Below are entries; output exactly the lines from the one with "Category: speaker grille" to the one with "Category: man's ear", both included, and nothing else.

○ ○ ○ ○ ○ ○ ○

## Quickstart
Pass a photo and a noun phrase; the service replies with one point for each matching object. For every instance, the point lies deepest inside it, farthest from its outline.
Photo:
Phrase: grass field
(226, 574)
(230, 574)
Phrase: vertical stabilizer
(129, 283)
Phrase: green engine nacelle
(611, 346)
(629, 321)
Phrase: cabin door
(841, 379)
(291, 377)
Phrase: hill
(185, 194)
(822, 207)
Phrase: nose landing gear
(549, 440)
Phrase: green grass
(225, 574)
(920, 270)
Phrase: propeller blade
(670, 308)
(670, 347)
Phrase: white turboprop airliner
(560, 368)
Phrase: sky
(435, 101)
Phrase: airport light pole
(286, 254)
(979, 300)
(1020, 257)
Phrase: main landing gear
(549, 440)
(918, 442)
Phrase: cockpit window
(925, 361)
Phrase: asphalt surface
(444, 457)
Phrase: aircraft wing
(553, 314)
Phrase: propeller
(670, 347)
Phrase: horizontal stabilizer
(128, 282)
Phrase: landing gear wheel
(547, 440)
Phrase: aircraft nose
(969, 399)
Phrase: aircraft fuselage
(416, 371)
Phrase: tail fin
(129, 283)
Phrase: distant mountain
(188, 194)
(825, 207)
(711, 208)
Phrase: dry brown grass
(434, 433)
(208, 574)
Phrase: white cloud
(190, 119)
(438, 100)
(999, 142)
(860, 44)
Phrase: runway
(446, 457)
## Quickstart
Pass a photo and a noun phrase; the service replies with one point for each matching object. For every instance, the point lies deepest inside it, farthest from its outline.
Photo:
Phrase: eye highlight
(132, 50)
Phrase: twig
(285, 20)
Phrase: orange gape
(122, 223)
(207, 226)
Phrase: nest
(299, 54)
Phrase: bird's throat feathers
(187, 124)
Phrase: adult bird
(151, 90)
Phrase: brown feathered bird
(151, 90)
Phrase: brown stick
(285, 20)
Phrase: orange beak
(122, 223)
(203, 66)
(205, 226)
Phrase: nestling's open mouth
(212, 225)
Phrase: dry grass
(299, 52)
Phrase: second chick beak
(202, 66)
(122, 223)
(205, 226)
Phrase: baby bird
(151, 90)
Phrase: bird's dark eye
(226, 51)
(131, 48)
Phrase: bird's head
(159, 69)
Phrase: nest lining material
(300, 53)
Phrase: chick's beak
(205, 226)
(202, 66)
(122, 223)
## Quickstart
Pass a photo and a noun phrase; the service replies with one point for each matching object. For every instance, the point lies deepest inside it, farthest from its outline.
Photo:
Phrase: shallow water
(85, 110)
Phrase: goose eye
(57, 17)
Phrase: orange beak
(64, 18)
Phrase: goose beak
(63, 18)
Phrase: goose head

○ ○ ○ ○ ○ ○ ○

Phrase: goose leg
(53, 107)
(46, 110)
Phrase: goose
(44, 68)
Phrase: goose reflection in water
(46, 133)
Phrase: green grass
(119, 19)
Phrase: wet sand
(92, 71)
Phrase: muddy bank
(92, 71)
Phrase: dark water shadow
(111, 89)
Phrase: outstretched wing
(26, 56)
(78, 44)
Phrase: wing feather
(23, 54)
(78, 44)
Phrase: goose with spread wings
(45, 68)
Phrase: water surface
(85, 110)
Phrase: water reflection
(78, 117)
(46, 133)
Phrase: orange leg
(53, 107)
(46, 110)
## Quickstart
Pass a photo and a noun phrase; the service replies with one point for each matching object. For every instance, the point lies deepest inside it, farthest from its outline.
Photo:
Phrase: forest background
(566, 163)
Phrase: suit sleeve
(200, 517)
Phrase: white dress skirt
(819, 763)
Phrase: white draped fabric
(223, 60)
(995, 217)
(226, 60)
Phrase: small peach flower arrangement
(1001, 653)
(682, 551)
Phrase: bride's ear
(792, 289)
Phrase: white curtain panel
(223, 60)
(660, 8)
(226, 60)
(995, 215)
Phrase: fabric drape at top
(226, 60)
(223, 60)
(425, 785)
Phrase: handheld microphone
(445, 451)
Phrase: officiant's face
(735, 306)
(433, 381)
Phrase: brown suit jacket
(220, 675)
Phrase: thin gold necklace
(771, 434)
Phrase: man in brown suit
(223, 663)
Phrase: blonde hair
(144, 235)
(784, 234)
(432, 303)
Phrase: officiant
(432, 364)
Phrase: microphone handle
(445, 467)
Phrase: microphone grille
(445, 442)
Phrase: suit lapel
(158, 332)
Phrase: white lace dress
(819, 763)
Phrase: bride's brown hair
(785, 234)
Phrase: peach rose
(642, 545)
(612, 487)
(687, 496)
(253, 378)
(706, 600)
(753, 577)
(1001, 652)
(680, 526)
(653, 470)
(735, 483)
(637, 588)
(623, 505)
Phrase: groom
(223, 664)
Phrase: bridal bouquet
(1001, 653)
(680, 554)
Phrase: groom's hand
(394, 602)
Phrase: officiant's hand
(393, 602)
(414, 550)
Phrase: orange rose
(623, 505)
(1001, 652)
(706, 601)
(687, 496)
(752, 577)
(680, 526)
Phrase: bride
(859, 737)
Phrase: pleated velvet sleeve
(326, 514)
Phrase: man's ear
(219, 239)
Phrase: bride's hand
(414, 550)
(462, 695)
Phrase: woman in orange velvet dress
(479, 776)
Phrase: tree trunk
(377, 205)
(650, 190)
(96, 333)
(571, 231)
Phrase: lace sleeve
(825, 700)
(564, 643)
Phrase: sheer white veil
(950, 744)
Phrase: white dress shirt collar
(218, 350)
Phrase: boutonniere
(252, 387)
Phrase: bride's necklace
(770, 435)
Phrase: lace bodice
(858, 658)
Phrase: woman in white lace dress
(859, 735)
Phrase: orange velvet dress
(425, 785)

○ ○ ○ ○ ○ ○ ○

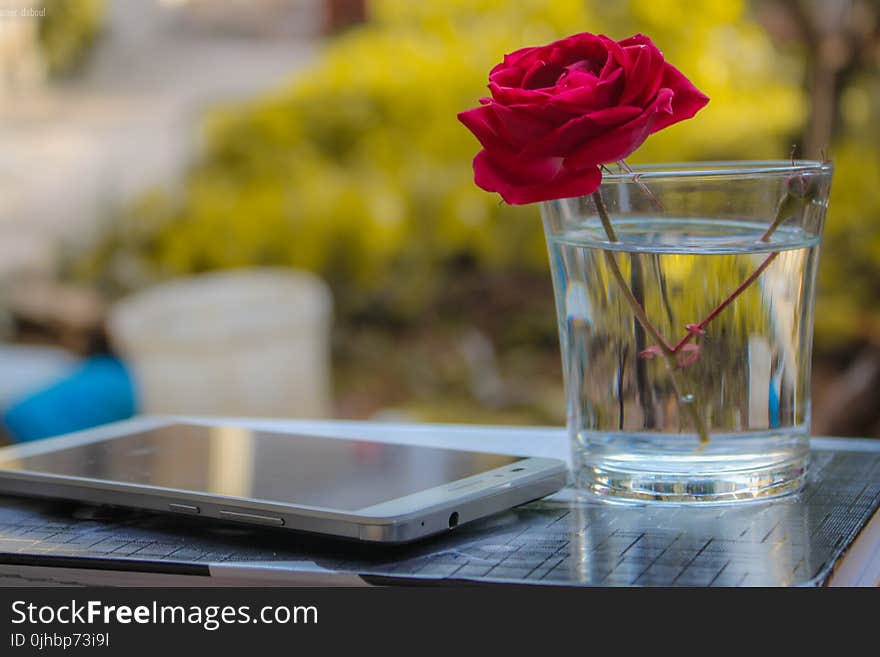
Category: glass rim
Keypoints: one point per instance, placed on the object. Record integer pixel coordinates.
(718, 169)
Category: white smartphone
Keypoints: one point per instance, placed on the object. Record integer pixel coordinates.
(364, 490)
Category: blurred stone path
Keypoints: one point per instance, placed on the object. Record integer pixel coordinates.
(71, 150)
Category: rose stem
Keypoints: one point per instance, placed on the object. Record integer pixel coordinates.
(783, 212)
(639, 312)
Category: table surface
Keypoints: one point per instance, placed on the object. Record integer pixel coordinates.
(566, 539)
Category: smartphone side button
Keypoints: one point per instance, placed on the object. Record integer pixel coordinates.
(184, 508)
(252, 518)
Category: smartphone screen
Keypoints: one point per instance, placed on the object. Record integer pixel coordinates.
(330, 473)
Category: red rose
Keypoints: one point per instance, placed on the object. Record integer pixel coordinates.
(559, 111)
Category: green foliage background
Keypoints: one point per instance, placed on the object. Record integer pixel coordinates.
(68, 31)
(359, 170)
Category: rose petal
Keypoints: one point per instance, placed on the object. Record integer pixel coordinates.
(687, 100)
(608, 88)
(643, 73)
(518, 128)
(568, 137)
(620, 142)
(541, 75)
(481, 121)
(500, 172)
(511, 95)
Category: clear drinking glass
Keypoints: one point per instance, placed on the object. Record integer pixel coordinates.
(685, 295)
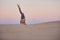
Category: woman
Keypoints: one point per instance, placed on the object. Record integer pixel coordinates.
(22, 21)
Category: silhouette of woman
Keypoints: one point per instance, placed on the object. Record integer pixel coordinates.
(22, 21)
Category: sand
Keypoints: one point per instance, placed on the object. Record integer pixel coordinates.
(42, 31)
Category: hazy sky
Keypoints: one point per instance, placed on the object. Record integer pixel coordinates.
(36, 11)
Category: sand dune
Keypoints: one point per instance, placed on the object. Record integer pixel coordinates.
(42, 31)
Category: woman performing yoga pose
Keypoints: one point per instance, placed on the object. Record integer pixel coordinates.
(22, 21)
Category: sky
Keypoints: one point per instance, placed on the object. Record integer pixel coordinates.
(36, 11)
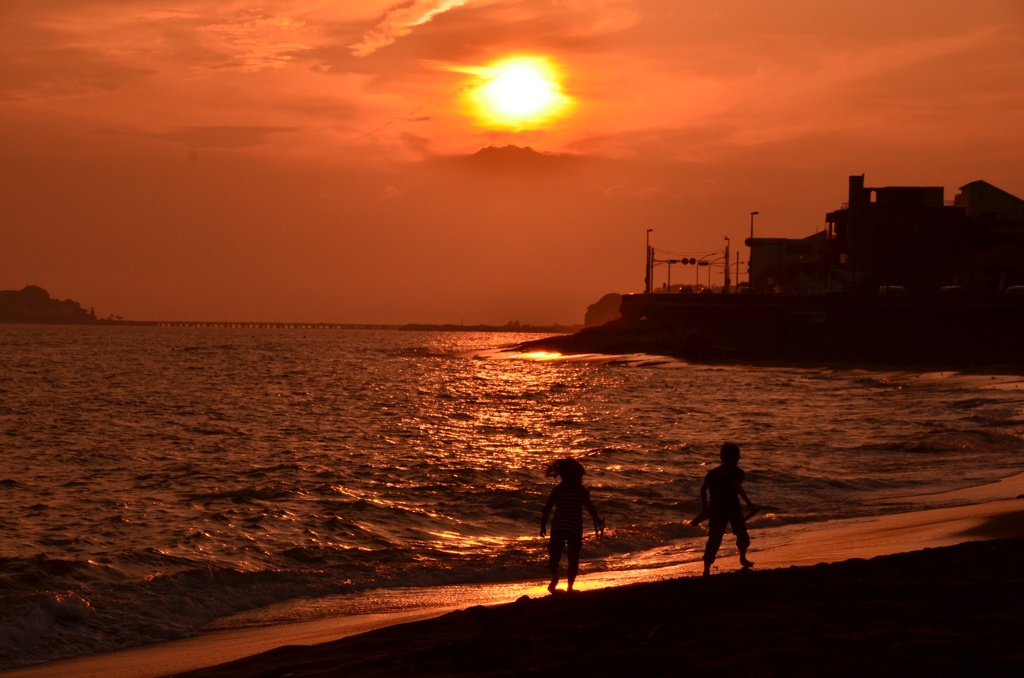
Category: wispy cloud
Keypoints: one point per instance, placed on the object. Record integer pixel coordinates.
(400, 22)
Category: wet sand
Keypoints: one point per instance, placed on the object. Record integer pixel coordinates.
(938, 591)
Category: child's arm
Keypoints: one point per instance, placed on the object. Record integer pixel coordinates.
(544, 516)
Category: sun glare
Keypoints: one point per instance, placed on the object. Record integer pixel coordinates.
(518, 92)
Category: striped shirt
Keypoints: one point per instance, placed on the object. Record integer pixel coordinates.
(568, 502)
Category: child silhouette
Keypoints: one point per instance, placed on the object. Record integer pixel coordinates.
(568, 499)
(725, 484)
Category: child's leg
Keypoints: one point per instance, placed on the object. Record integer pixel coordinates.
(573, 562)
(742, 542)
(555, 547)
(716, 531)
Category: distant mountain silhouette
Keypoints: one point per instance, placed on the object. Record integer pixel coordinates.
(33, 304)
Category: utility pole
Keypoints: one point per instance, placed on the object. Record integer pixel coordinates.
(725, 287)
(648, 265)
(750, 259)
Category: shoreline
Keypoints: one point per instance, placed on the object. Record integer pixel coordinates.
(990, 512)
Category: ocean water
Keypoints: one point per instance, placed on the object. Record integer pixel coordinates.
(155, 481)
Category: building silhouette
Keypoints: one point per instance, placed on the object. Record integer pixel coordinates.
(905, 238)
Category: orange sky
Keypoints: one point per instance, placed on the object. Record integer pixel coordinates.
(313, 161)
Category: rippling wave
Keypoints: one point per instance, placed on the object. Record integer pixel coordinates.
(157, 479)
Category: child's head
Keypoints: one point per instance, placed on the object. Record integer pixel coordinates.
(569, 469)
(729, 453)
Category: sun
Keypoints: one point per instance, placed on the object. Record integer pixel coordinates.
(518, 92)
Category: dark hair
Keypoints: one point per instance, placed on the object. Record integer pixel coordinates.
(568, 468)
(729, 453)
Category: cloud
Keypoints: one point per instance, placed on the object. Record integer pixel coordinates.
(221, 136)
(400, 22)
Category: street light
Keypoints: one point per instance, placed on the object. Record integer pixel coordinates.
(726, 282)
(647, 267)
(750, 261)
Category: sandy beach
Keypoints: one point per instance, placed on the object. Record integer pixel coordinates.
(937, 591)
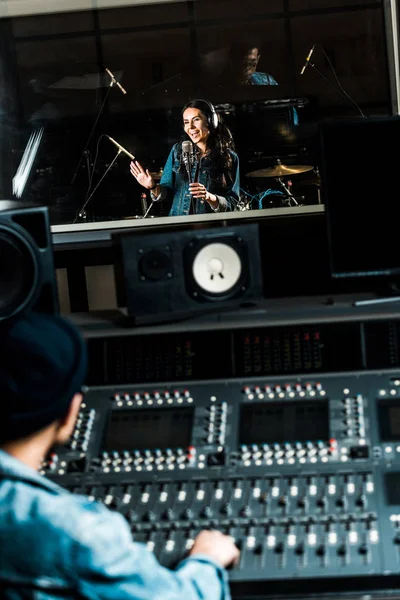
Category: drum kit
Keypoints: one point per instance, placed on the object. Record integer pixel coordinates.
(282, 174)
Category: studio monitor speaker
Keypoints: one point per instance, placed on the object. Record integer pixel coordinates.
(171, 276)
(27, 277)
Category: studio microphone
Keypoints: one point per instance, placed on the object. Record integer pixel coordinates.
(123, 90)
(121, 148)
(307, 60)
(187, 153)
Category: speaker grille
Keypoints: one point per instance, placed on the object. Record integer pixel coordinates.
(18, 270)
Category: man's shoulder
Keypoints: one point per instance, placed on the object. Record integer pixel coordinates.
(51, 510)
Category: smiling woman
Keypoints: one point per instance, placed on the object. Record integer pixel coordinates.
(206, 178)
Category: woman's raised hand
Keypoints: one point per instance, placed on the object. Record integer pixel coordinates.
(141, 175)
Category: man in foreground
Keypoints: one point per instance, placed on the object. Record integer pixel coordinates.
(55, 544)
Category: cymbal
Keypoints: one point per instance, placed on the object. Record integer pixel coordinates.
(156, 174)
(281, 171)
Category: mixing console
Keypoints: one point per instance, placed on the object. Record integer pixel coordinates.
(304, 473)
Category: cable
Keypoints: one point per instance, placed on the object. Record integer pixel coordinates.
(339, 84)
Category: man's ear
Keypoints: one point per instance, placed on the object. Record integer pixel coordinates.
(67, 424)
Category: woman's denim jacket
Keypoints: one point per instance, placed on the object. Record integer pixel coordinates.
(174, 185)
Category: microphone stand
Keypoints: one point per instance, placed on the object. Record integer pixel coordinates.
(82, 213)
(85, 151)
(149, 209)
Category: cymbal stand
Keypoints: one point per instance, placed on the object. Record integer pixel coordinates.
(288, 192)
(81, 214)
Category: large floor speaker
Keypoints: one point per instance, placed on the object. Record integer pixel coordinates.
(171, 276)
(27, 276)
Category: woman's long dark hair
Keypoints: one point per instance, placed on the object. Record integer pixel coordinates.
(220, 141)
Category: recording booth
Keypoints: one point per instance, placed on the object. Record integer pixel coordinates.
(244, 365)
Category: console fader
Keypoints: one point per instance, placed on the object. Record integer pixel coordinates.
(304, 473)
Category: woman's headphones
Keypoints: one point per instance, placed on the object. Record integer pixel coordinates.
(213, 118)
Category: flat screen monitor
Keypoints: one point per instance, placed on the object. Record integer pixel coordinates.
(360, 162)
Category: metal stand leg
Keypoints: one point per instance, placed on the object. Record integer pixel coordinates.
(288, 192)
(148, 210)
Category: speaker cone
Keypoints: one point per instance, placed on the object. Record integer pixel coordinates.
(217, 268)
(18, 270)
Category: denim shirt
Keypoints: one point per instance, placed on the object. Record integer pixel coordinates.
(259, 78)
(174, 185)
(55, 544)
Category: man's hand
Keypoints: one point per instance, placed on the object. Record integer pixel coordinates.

○ ○ ○ ○ ○ ○ ○

Answer for the task ▸
Category: speaker grille
Keypoints: one point per instance, placed on the object. Record integer pixel coordinates.
(18, 270)
Category: man's shoulder
Keypoints: one point per instance, placed on the object. Record integer pixel coordinates.
(51, 510)
Category: smiling woman
Keypoints: one point per instance, placed on the object. Record integer pixel coordinates.
(206, 178)
Category: woman's raised hand
Keypoints: one point per instance, placed on the object. Record integer pixel coordinates.
(141, 175)
Category: man in foreground
Keypoints: one point per instance, placed on the object. Record integer pixel coordinates.
(55, 544)
Category: cymbal
Keypoints: one point per instance, placed on the object. Record integer pixel coordinates.
(156, 174)
(281, 171)
Category: mixing console
Keypoints: one point per instance, placed on the object. Record integer pixel coordinates.
(304, 473)
Category: cable
Keypoints: one point per instance, placed on the object. Record integer pixel coordinates.
(339, 84)
Category: man's ear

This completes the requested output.